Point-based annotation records

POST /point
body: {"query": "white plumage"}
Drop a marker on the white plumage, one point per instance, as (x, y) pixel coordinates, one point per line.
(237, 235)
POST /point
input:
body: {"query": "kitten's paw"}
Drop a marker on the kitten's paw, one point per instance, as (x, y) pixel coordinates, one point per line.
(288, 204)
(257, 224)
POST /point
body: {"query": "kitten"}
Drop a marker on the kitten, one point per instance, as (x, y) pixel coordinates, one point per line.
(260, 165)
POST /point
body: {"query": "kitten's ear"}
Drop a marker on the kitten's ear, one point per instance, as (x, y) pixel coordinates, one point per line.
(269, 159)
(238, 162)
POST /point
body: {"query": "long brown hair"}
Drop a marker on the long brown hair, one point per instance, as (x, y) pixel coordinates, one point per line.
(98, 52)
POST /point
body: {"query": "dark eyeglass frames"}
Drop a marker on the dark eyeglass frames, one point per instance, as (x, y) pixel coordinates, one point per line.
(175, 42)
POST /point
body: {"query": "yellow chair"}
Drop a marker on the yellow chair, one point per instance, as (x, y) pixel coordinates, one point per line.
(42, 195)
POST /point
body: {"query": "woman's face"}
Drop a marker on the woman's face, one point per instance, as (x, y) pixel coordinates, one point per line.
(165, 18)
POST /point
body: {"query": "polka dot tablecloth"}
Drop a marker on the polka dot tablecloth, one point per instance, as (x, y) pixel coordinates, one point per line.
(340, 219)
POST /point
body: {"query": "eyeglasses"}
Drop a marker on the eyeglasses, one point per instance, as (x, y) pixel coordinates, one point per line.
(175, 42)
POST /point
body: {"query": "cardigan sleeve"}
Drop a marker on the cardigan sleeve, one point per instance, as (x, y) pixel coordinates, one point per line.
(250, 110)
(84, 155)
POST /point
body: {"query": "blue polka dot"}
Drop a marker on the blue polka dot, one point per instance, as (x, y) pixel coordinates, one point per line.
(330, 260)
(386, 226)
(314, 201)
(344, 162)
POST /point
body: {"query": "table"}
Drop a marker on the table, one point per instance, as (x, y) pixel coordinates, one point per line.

*To do:* Please locate every line in the records above that contains the word "face", and copy each of those lines.

*Correct output:*
body: {"query": "woman's face"}
Drop a marker on the woman's face, one point per instance, as (x, y) pixel coordinates, one point per line.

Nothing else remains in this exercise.